• _What you will do_: List every line of the rows below that contains the string "grass", treating uppercase and lowercase as distinct.

(Extracted data entries)

════

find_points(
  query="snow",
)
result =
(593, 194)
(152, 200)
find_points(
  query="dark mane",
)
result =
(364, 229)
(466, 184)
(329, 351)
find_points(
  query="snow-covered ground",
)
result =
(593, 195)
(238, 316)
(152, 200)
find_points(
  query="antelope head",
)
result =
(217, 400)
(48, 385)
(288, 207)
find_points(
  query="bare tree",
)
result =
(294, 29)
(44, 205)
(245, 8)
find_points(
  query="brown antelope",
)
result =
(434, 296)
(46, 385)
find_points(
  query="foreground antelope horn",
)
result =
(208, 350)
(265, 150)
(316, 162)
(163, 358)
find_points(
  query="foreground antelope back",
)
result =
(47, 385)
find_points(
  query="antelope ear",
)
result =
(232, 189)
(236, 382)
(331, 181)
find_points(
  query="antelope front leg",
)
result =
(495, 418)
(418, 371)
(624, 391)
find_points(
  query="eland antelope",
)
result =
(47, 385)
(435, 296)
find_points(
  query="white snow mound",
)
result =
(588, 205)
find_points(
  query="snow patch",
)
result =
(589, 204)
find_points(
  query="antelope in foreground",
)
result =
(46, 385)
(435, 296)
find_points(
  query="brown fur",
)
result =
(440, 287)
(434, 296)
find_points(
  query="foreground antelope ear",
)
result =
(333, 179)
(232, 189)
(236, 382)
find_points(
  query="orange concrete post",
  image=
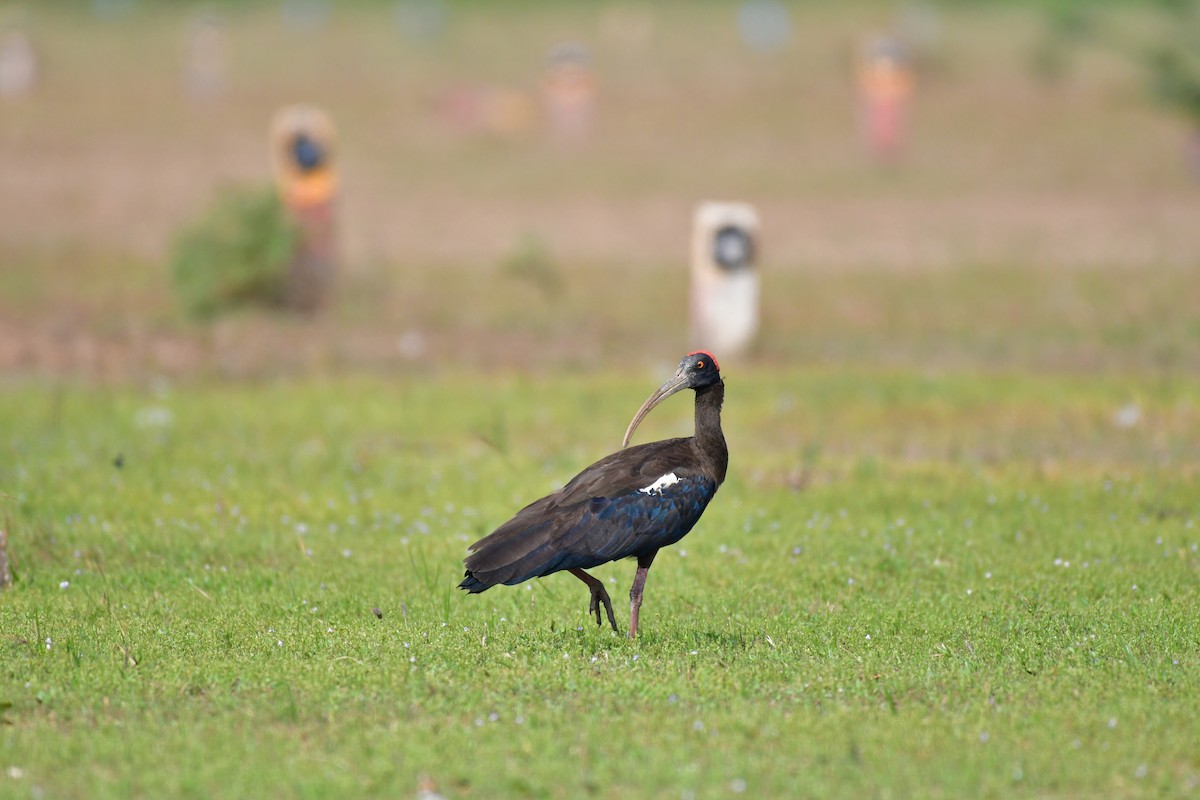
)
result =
(303, 157)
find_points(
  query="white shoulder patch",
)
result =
(657, 487)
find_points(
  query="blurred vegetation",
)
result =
(235, 256)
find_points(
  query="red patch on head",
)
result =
(711, 356)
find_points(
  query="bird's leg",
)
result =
(635, 591)
(599, 595)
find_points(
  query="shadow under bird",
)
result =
(630, 504)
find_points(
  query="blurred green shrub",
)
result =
(1169, 50)
(237, 254)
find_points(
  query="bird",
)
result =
(630, 504)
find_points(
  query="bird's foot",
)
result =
(599, 595)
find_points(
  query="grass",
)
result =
(958, 551)
(911, 585)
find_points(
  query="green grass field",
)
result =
(910, 587)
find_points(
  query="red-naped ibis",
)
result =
(629, 504)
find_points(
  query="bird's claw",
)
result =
(600, 595)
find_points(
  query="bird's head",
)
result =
(696, 371)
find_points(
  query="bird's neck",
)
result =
(709, 439)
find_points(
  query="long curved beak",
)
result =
(677, 382)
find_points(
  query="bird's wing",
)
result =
(630, 503)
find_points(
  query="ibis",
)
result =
(630, 504)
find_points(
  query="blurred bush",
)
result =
(237, 254)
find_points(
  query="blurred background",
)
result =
(939, 185)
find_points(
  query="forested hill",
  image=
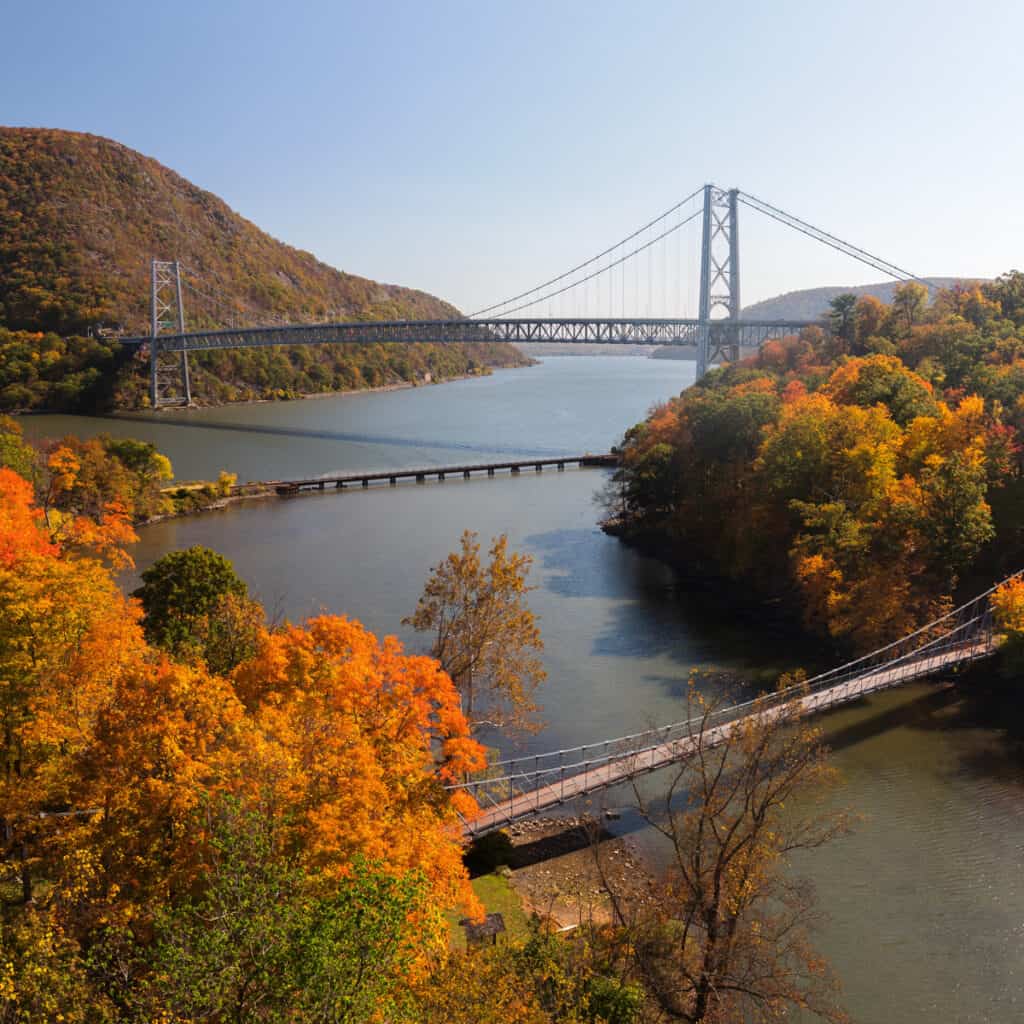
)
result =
(81, 217)
(811, 303)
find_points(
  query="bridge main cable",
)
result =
(834, 242)
(593, 259)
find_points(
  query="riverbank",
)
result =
(561, 869)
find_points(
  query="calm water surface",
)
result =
(926, 899)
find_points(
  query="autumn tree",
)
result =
(484, 635)
(1008, 605)
(66, 635)
(725, 936)
(909, 301)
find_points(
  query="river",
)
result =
(926, 898)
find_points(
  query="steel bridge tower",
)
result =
(169, 383)
(718, 341)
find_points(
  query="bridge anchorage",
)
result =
(717, 334)
(520, 787)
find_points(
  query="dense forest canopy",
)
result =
(866, 471)
(81, 217)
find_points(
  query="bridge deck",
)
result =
(440, 472)
(631, 765)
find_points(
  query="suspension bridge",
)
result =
(519, 787)
(610, 298)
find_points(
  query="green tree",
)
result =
(266, 941)
(843, 320)
(485, 636)
(180, 592)
(910, 301)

════

• _Answer_:
  query="grass",
  query="green grass field",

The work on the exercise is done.